Source passage ->

The Federal Reserve is raising interest rates. Economic data gives it no cause for pause. For now, that means rising bond yields and a rising US dollar. Can the markets take it?
There's a point at which it will hurt. But until that point comes, markets can keep going higher. And this is where the mid-term election results come in.
There are screeds and screeds of pre-match analysis being written on this. But I'm not convinced that the details of the result are desperately important. That might sound a bit odd (and it may be wrong; we'll find out tomorrow) but here's my thinking.
Say the Republicans get a clean sweep (ie, they hang on to both houses of Congress). The negative spin is that Donald Trump then has nothing to stop him from doing what he wants. That, however, is also the positive spin markets could interpret it as being a chance for more stimulus spending.
Say the Democrats sweep the board instead. The negative spin is that they might reverse Trump's tax cuts or stop anything more from happening. Yet the positive spin is that they'd prevent global trade tensions from escalating and they'd probably be happy to spend more on infrastructure.
Or say that things stay the same. The positive spin is: "nothing to see here folks, business as usual."
So what is genuinely interesting here is not the "fundamental" impact of the result. It's how markets choose to interpret it.

Requests ->
[1] Answer these questions using the passage on markets and the mid-term elections:
(a) What is the Federal Reserve doing?
(b) For now, what two things does the Fed's action mean?
(c) If the Democrats sweep the board, what is the negative spin?
[2] Write the next paragraph of the passage on markets and the mid-term elections, picking up after its final sentence.
The rows that come next have no connection to the passage on markets and the mid-term elections.

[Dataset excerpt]
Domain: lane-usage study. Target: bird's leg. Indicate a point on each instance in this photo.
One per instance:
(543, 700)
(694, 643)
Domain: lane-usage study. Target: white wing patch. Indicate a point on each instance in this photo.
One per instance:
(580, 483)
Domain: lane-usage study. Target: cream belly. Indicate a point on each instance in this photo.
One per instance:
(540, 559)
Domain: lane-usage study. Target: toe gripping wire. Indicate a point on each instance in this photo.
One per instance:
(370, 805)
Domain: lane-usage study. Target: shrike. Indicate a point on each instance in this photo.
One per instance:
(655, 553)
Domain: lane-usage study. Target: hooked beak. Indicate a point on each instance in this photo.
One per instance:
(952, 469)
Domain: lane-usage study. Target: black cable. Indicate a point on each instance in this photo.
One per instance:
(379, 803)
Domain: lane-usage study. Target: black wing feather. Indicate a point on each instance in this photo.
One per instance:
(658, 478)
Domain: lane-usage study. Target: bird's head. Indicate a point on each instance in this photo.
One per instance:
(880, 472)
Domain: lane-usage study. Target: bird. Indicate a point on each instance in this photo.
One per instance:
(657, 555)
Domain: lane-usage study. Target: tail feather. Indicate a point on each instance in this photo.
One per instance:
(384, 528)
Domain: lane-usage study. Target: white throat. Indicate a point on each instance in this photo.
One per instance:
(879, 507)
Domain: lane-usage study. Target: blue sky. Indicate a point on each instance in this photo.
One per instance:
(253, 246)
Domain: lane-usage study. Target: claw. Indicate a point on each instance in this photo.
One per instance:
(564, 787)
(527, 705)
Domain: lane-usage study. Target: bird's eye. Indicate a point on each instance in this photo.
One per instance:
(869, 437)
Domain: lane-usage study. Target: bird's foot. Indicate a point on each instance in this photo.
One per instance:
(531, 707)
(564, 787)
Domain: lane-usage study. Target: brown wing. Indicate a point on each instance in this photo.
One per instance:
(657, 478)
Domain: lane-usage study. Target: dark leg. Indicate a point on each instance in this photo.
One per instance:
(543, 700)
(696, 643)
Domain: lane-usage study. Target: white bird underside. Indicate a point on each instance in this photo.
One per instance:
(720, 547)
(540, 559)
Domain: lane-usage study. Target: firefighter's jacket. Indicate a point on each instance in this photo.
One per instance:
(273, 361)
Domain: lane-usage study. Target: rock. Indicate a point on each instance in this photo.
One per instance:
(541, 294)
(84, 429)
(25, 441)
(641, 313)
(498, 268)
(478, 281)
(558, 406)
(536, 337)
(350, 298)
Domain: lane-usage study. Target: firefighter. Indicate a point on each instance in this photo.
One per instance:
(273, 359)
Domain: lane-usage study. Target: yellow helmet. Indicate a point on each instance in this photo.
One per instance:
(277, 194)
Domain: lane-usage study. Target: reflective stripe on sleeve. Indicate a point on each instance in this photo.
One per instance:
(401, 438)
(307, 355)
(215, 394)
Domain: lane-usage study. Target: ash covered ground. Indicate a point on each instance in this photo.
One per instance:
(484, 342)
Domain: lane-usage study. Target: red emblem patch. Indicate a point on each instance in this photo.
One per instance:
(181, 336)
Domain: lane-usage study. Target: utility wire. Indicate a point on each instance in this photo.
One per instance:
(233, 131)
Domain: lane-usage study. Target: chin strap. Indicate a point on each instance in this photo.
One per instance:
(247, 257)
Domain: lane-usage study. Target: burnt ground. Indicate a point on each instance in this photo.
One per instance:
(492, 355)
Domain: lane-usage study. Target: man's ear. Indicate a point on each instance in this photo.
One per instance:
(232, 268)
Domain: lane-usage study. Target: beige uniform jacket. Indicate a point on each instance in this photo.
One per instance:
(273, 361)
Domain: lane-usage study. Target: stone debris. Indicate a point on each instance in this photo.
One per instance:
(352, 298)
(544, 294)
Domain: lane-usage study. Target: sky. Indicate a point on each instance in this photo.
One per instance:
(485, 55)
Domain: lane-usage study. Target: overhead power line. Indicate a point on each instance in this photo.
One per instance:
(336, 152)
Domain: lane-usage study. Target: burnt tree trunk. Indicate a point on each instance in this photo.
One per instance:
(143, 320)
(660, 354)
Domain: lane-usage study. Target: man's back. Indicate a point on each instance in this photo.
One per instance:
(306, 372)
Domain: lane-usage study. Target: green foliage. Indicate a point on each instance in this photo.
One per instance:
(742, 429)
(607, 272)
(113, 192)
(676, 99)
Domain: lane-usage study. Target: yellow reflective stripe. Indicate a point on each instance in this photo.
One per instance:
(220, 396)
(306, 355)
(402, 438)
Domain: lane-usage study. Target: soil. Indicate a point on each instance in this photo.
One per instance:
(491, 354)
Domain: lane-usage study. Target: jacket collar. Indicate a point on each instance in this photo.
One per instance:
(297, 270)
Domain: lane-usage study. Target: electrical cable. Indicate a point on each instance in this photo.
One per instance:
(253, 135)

Results of the exercise ->
[1]
(a) It is raising interest rates.
(b) Rising bond yields and a rising US dollar.
(c) They might reverse Trump's tax cuts or stop anything more from happening.

[2]
I think that markets will use this as an excuse to set up a Santa Claus rally
On that point, my current working theory is that investors will put a positive spin on it, and use it as an excuse to put October behind us, and get set up for a Santa Claus rally up to the end of the year.
Markets will choose to believe that US growth is solid enough that it won't be derailed by the Fed raising interest rates. Decent economic figures will increasingly be greeted with enthusiasm rather than fear.
Why do I have this as my working theory? It largely boils down to looking at the prevailing psychology, to infer what is being priced in and what is being ignored.
So what is being priced in? The mainstream concern remains that the US will be hit by recession any minute now. The fear then is that the Fed won't be able to do much at that point, because interest rates are already so low. This is a lingering remnant of earlier fears that we were on the verge of another deflationary collapse.
Despite my own tendency to be bearish (and thus always open to listening to recession warnings) there are two main holes that I would pick in this impending recession argument.
Firstly, there's really no sign that a recession is imminent. That might change, but most of the red flags (an inverted yield curve being one, a clear trough in the weekly US jobless claims figures being another) are absent.
Secondly, the idea that central bankers are ever powerless against a non-stagflationary slowdown or recession is demonstrably nonsense. When the main enemy is deflation, central banks can never run out of tools.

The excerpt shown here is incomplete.